• Selected text:
+++

PANEL 03 / NEURO

TB-500 Neuroprotection Research: Thymosin Beta-4 in Stroke and Brain Injury Models

The rat embolic-stroke dose-response, traumatic brain injury, and zebrafish axon regeneration — where the neuro findings come from, and why higher was not better.

The stroke dose-response, and why it is non-monotonic

TB-500 neuroprotection research traces to thymosin beta-4, and its sharpest result is a dose curve that goes the wrong way at the top. In male Wistar rats with embolic middle cerebral artery occlusion, intraperitoneal Tβ4 given at 2, 12, or 18 mg/kg starting 24 hours post-stroke — then every three days for four more doses — improved neurological function at 2 and 12 mg/kg, significant from day 14 through day 56 (p<0.05); 18 mg/kg gave no significant benefit [4]. The authors modeled an optimal dose near ~3.75 mg/kg.

That is the panel worth pausing on. Higher was not better. The benefit appeared at the low and middle doses and vanished at the high one — a non-monotonic response that directly undercuts community "loading" rationales, which assume more peptide means more effect. These are animal-study parameters, not a human dose, and they are on the full-length protein.

A companion report in Neuroscience found that thymosin beta-4 improved functional neurological outcome in a rat model of embolic stroke, consistent with the dose-response work [8].

+++

• Problems and tasks:
- 1) Reproduce the passage of the TB-500 neuroprotection text from "PANEL 03 / NEURO" up to and including "why higher was not better.".
- 2) Answer these questions from the TB-500 neuroprotection text:
(a) What animals were used in the embolic middle cerebral artery occlusion study?
(b) Near what optimal dose did the authors' model place thymosin beta-4?
(c) In which publication did the companion report on embolic stroke appear?

• Supplied material:
+++

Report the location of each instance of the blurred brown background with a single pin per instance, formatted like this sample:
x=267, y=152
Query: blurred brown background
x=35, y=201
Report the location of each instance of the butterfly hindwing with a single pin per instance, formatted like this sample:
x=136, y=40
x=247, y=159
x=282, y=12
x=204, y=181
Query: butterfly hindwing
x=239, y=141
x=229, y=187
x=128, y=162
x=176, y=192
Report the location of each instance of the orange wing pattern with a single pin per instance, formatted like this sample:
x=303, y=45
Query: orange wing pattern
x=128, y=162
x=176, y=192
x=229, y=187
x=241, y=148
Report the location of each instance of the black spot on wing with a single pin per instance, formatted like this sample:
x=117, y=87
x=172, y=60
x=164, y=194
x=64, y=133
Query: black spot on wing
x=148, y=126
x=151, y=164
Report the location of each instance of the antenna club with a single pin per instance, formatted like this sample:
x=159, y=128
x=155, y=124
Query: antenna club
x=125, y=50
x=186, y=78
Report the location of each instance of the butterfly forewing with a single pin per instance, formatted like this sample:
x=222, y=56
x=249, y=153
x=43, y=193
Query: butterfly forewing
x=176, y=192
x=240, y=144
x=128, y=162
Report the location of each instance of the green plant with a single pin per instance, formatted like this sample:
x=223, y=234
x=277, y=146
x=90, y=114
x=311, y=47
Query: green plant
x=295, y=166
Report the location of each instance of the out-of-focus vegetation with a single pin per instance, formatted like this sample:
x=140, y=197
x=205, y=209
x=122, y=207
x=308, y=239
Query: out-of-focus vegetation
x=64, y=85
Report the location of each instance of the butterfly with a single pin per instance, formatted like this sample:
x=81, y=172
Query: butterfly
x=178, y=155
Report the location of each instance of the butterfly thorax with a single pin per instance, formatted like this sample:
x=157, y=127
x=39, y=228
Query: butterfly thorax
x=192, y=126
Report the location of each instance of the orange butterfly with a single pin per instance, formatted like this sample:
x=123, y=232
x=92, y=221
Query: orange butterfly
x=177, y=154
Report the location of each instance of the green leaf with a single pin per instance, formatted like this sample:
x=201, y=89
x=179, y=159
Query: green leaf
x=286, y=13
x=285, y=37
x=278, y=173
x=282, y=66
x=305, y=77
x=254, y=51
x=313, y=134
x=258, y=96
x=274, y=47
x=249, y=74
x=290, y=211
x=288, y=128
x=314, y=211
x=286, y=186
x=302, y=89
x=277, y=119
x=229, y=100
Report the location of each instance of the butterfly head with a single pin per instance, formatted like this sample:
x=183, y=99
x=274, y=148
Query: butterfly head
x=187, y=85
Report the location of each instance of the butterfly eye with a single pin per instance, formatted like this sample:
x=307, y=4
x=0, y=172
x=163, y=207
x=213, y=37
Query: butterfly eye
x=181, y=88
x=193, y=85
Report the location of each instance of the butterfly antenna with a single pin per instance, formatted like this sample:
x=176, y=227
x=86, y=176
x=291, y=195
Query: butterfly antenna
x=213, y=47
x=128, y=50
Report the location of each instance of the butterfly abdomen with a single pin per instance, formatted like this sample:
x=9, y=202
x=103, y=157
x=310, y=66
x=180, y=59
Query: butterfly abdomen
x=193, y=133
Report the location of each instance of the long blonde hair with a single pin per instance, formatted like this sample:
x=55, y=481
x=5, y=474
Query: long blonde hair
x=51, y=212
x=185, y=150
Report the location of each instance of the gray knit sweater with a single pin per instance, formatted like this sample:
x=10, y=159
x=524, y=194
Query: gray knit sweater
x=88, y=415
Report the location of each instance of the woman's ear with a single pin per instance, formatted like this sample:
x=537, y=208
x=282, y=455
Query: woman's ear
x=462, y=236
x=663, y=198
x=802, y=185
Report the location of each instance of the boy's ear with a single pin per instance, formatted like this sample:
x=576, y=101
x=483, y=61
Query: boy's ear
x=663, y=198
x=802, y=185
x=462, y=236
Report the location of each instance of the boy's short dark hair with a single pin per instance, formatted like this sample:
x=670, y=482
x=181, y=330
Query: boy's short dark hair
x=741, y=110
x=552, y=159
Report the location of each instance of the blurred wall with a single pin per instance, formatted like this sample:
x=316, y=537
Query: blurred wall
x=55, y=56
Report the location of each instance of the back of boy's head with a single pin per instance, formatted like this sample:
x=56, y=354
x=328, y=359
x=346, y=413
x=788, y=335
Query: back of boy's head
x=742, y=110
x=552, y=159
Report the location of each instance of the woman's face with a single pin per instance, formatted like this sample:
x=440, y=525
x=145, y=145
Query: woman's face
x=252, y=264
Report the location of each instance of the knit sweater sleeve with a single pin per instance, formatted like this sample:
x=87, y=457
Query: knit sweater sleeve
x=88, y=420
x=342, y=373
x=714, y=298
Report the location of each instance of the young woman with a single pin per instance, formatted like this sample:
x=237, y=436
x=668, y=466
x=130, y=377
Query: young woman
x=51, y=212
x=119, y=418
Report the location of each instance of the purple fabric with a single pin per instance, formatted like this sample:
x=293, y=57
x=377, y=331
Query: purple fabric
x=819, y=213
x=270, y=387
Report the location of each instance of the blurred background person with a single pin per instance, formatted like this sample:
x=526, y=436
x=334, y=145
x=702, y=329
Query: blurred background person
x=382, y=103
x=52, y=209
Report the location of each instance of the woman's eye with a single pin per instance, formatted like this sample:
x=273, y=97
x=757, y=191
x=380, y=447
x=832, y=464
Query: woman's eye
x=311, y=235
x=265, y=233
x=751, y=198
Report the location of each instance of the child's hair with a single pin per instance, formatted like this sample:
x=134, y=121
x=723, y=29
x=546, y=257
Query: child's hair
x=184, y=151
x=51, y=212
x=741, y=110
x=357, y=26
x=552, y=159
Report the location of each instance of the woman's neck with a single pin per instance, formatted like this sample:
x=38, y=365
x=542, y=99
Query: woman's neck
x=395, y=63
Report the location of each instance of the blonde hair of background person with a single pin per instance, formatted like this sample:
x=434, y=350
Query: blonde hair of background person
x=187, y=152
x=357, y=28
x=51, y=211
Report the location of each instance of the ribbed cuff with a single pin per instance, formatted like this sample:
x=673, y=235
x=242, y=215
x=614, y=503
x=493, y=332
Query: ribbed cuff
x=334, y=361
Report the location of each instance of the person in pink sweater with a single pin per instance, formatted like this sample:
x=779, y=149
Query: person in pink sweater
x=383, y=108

+++

• List of solutions:
- 1)
PANEL 03 / NEURO

TB-500 Neuroprotection Research: Thymosin Beta-4 in Stroke and Brain Injury Models

The rat embolic-stroke dose-response, traumatic brain injury, and zebrafish axon regeneration — where the neuro findings come from, and why higher was not better.

- 2)
(a) Male Wistar rats.
(b) About 3.75 mg/kg.
(c) Neuroscience.